A distanza di settant’anni dalla prima pubblicazione del libro Djetinjstvo u Agramu (1902-1903) [L’infanzia ad Agram], nel 2022 è uscita l’edizione italiana di questa prosa autobiografica di Miroslav Krleža, ed è la terza traduzione di quest’opera in una delle lingue europee, dopo quella tedesca (1981, 1986) e quella olandese (1997). Se non fosse stato per l’impegno dell’instancabile Anita Vuco e per il fiuto dell’editore Infinito, dubito che la versione italiana dell’autobiografia di Krleža avrebbe visto la luce (è il quarto dei sei libri ad oggi pubblicati nella collana Mansarda, curata da Anita Vuco). È una vecchia storia che riemerge miracolosamente con ogni nuova edizione delle opere di Krleža in Italia e in Europa, per poi venire di nuovo banalmente dimenticata. Quindi, senza avere alcun impatto su quel laboratorio dove nascono i concorsi letterari europei e nazionali nel cui “menù” (leggi: progetti editoriali sovvenzionati sommersi da opere letterarie mediocri) solo raramente compare uno di quei classici senza i quali è impossibile pensare la letteratura.

Ma torniamo a Krleža. In un’intervista Danilo Kiš affermò che nell’intera storia della letteratura jugoslava c’era solo una prosa da cui poteva imparare come scrivere di infanzia, riferendosi proprio a Djetinjstvo u Agramu, opera basata sul diario di Krleža scritto a Zagabria durante la Seconda guerra mondiale. All’inizio degli anni Cinquanta Krleža decise di riprendere in mano alcune pagine di questo diario scritte nel luglio del 1942, rielaborando e ampliando il testo, che poi fu pubblicato col titolo Djetinjstvo u Agramu nel 1952 nel numero 12 della rivista Republika.
* * * * * * * * *
## [Il tuo compito]
Secondo il brano su Krleža, in quale rivista uscì Djetinjstvo u Agramu nel 1952? Il materiale è indipendente dal brano.

## [Estratto dati]
* * * * * * * * *
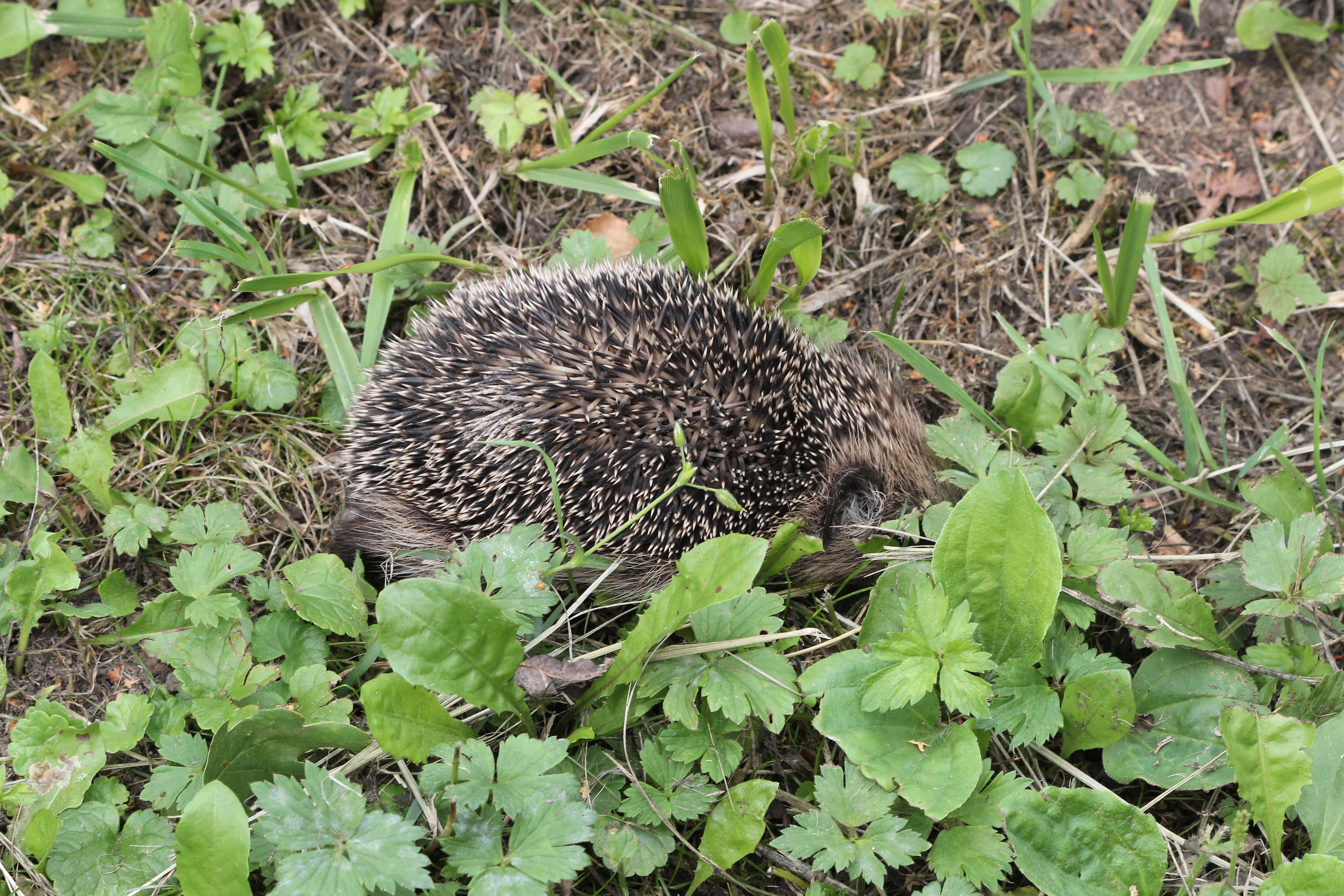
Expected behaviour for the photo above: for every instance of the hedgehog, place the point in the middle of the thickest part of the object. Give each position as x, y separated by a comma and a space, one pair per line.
600, 366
* * * * * * * * *
## [Risposta scritta]
Nel numero 12 della rivista Republika.